Microbiology & Molecular Biology Featured Grad Student

Even before making the switch to study microbiology, Alex Benedict had a keen interest in microorganisms and their functions. Currently, he is studying the symbiotic relationship between plants and bacteria.
Photo by Kalicia Bateman

As a college freshman, Alex Benedict, now a microbiology PhD student, was going to study communications. Although he enjoyed his classes, he was more intrigued by what his roommate was learning in his microbiology courses. Benedict signed up for a microbiology class to see if it was a good fit and never turned back.

“I loved it all,” Benedict says. “Anything from medical microbiology to basic science—how life works—was really cool to me.”

With a passion for all facets of the microbiology discipline, Benedict found it difficult to decide what direction he wanted his career to take. He considered medical school and PA school, but ultimately landed in research. As he gained experience in the lab, Benedict knew that he had made the right decision.

Currently, Benedict is working in Dr. Joel Griffitts’ lab, from whom he took one of his first microbiology classes as an undergraduate student at BYU. Griffitts’ lab focuses on research pertaining to plant-bacteria relationships and how microorganisms respond to peptides—short chains of amino acids.

Benedict’s research has focused on rhizobia, bacteria found in soil, and how it engages in symbiosis with legume plants. Symbiosis between plants and bacteria is an important environmental process that defines the global nitrogen and carbon cycle and determines the livelihood of global vegetation. The relationship between rhizobia and legume plants is important because the rhizobia attach to plant roots as nodules, making it possible for the plant to engage in nitrogen fixation. Plants cannot fix nitrogen on their own, and bacteria need a host to do so.

While analyzing this important plant-bacteria relationship, Benedict and his team discovered that a specific bacteria strain wasn’t fixing nitrogen, causing plants to become quite sickly. The cause of this phenomenon are peptidases, which Benedict describes as a “weapon which this particular bacteria has to defend itself.” Peptidases are enzymes that break down peptides, hindering the bacteria’s ability to convert nitrogen into ammonium. Peptides are crucial to the nitrogen fixation process, as they enter into the bacteria, causing them to swell, and it is only in this state that bacteria can convert nitrogen.

The opportunity to conduct this research at BYU has been very important to Benedict because it offered him the opportunity to develop himself as a microbiologist and researcher: “The mentorship here [at BYU] is really good . . . We have such talented faculty here, and they want to give back to students the best that they can.”

Looking to the future, Benedict hopes to teach, sharing his passion for microbiology and offering students the same mentorship that he is grateful to have received throughout his time in BYU’s College of Life Sciences.

▶ **SUPPLIED RECORDS**:
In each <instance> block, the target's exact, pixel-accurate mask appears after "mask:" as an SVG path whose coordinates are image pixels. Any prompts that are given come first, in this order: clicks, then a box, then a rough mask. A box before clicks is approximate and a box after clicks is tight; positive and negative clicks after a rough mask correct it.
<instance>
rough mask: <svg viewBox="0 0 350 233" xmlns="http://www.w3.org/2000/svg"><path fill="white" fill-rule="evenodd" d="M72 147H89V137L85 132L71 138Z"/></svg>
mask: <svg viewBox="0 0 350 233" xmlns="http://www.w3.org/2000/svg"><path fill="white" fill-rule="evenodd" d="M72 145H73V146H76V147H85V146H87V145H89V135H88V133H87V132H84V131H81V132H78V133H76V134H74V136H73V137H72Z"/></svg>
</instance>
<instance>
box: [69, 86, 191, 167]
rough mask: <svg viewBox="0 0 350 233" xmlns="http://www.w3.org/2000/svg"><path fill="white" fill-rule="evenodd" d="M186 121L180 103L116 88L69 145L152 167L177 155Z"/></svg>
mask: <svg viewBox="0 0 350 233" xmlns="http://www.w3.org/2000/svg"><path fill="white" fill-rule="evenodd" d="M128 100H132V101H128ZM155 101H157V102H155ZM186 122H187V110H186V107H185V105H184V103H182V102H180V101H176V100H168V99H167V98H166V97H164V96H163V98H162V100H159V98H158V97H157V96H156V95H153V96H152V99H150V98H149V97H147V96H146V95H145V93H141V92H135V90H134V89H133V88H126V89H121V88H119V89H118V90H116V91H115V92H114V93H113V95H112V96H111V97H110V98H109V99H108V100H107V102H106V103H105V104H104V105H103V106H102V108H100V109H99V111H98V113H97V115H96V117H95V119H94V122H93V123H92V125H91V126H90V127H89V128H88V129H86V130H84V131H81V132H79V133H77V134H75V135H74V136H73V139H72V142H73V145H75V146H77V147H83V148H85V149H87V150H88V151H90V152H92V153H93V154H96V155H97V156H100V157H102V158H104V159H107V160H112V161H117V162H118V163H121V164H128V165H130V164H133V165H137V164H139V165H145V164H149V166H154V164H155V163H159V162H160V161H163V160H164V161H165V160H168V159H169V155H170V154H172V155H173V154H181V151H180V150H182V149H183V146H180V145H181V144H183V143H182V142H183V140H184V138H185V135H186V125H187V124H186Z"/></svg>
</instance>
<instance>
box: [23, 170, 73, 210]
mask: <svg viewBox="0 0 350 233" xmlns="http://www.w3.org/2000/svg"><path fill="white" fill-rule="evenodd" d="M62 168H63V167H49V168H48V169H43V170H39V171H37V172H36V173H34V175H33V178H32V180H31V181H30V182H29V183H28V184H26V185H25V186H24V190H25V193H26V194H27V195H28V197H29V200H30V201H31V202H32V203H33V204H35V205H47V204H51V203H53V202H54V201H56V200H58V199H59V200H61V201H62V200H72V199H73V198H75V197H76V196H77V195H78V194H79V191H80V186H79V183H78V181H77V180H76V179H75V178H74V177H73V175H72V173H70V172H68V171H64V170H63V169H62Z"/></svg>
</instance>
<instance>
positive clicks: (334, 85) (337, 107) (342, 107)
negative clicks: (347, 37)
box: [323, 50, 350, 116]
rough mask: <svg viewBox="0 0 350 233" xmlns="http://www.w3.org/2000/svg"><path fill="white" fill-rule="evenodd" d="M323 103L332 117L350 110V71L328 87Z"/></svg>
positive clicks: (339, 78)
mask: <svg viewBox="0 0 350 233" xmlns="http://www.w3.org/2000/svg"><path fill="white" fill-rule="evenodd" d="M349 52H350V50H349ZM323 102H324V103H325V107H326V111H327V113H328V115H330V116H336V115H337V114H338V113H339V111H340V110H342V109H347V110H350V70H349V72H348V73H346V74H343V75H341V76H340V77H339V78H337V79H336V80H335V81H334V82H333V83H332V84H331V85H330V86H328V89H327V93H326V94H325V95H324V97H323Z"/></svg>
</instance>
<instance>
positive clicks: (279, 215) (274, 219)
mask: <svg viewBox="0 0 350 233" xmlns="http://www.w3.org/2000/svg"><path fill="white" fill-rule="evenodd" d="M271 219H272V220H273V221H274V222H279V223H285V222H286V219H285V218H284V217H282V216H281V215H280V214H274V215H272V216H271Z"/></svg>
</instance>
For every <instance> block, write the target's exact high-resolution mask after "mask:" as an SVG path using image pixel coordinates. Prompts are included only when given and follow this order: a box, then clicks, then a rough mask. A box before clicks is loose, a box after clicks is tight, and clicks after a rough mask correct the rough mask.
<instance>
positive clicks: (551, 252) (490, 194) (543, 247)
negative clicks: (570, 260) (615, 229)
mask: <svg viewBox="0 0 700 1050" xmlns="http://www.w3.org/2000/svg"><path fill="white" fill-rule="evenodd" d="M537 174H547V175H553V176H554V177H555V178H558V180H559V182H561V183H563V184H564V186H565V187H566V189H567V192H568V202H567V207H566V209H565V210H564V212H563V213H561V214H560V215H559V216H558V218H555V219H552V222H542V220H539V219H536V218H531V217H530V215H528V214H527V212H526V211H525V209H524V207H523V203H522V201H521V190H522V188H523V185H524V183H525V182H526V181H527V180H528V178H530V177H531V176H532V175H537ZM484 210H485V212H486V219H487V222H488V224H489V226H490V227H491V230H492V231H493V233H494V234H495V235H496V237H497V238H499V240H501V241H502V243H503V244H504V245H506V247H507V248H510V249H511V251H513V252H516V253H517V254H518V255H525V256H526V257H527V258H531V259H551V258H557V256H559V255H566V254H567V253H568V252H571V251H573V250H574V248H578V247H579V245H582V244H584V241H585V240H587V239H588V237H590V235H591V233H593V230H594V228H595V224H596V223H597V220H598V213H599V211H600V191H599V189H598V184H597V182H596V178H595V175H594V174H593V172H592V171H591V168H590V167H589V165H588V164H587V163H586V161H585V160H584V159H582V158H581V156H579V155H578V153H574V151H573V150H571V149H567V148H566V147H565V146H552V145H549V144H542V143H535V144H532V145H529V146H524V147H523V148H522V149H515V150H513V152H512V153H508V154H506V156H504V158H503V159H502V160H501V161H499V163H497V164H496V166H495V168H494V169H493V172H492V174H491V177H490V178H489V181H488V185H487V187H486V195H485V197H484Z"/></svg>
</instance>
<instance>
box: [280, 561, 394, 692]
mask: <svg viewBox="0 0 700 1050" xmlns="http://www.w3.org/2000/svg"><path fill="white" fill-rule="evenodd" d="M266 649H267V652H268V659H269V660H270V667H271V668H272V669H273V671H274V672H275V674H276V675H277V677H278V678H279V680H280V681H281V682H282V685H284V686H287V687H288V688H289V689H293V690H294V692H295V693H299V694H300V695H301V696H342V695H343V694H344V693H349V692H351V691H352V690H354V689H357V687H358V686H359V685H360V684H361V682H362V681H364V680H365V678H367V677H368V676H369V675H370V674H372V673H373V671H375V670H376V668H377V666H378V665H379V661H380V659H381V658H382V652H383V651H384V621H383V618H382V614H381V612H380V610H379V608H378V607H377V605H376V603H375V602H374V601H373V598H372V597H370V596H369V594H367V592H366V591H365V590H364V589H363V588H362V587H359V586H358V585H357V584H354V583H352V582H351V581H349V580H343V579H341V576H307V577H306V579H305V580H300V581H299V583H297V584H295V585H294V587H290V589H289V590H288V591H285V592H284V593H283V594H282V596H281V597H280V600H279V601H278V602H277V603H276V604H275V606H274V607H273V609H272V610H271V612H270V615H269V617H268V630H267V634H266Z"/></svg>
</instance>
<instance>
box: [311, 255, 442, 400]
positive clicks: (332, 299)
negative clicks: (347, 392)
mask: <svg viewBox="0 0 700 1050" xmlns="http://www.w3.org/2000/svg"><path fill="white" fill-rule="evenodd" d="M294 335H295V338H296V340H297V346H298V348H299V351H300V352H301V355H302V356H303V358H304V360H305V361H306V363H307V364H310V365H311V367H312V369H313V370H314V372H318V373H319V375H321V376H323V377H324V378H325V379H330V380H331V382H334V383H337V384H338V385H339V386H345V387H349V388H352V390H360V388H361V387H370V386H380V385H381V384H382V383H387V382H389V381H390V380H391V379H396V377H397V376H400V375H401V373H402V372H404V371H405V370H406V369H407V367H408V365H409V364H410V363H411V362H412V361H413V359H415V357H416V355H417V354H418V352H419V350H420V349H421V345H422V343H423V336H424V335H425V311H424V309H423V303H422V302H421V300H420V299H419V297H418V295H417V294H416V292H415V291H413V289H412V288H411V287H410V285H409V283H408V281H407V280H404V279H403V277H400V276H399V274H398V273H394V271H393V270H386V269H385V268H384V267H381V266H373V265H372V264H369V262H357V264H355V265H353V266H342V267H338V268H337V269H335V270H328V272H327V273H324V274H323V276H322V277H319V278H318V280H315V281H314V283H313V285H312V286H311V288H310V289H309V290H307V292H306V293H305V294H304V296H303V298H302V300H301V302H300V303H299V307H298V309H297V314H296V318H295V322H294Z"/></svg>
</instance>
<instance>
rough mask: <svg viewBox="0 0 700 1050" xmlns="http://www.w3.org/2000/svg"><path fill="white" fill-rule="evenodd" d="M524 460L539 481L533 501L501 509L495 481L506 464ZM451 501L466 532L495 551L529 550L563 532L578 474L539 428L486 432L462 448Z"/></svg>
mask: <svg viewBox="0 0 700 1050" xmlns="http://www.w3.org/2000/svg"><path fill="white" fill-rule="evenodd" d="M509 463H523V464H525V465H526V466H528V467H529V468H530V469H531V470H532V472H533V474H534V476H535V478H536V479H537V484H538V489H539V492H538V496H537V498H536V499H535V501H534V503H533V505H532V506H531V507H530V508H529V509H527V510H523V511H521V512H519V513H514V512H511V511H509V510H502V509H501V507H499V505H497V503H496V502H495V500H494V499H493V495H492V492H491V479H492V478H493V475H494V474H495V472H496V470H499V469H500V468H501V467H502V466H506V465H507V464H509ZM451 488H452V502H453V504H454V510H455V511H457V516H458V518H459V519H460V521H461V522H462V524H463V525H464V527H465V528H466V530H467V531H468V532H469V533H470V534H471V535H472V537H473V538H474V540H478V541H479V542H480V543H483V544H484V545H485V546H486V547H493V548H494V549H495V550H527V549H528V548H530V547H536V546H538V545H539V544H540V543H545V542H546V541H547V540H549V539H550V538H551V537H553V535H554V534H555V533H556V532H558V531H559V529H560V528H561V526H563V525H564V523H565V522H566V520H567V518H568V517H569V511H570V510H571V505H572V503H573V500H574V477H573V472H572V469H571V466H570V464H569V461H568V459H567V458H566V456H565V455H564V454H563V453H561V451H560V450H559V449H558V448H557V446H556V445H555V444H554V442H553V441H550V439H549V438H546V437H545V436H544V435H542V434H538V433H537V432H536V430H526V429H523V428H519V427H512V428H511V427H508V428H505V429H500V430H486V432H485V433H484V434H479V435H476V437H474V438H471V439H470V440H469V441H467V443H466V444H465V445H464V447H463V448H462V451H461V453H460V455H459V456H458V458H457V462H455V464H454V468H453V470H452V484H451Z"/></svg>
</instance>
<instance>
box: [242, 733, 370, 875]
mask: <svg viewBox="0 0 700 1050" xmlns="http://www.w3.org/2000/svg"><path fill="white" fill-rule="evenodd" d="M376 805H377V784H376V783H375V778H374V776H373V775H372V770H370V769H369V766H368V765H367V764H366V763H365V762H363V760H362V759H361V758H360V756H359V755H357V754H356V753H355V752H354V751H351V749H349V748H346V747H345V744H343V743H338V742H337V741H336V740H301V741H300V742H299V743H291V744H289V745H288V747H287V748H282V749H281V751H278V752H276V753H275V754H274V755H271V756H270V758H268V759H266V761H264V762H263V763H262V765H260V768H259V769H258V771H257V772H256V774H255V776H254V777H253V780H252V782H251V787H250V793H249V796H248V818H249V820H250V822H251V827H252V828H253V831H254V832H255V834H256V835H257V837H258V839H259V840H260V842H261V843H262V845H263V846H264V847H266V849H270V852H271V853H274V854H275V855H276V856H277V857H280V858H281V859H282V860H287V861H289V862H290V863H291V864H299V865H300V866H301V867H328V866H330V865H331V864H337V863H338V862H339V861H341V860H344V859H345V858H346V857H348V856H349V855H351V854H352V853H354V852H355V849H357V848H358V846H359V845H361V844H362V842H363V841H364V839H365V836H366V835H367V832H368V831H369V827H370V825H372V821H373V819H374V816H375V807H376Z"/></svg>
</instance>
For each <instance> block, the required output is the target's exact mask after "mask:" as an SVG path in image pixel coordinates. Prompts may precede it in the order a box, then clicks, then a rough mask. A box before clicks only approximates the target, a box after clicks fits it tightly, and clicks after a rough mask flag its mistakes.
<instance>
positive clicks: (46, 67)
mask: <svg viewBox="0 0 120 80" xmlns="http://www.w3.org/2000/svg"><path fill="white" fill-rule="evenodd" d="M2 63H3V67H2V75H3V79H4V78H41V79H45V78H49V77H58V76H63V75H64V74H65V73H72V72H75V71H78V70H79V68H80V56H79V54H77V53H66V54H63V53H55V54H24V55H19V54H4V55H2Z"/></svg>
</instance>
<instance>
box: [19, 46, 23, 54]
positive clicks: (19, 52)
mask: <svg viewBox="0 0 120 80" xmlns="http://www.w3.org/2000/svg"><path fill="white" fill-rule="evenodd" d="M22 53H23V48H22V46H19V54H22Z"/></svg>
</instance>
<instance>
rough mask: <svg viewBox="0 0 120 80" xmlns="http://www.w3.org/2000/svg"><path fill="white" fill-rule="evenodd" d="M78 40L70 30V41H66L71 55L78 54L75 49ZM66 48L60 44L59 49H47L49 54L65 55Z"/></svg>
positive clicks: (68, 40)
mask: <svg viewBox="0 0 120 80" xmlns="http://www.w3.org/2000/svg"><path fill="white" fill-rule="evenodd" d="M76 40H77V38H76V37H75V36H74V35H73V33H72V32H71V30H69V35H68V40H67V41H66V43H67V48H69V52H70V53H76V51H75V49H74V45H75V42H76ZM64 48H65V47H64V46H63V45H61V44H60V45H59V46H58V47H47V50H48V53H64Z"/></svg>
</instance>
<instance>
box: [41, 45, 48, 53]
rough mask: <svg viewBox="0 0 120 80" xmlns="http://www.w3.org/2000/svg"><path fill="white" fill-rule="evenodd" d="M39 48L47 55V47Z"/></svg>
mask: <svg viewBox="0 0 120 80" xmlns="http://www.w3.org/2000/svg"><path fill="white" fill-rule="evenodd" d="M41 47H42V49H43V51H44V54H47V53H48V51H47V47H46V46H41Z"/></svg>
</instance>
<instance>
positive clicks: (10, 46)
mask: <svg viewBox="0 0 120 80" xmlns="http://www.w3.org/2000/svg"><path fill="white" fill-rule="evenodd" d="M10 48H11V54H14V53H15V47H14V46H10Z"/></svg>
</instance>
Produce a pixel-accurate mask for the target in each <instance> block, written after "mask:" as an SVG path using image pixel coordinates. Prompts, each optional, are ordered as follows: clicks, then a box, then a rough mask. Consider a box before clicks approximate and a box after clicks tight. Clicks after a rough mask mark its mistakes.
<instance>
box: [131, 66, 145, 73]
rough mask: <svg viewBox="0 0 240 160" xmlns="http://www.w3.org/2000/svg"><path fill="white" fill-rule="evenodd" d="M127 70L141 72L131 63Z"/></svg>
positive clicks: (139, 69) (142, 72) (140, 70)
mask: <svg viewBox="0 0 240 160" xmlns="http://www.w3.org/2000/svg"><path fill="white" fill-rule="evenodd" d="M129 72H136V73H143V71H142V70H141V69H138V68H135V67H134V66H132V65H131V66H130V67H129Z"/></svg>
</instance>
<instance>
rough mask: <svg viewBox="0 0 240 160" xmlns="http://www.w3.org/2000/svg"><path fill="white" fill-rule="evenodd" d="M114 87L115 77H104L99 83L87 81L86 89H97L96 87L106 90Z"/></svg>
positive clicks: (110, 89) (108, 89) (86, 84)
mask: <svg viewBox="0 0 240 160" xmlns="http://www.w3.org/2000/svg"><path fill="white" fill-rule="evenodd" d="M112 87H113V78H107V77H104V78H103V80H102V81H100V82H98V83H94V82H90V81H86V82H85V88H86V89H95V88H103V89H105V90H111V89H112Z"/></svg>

▶ **SET OF TASKS**:
a - Please list every person named in the grad student profile.
b - Answer these from the grad student profile:
(i) What subject did Benedict plan to study as a college freshman?
(ii) What do peptidases break down?
(iii) What does Benedict hope to do in the future?

▶ **ANSWERS TO THE PROBLEMS**:
a -
Alex Benedict
Kalicia Bateman
Joel Griffitts

b -
(i) Communications.
(ii) Peptides.
(iii) Teach.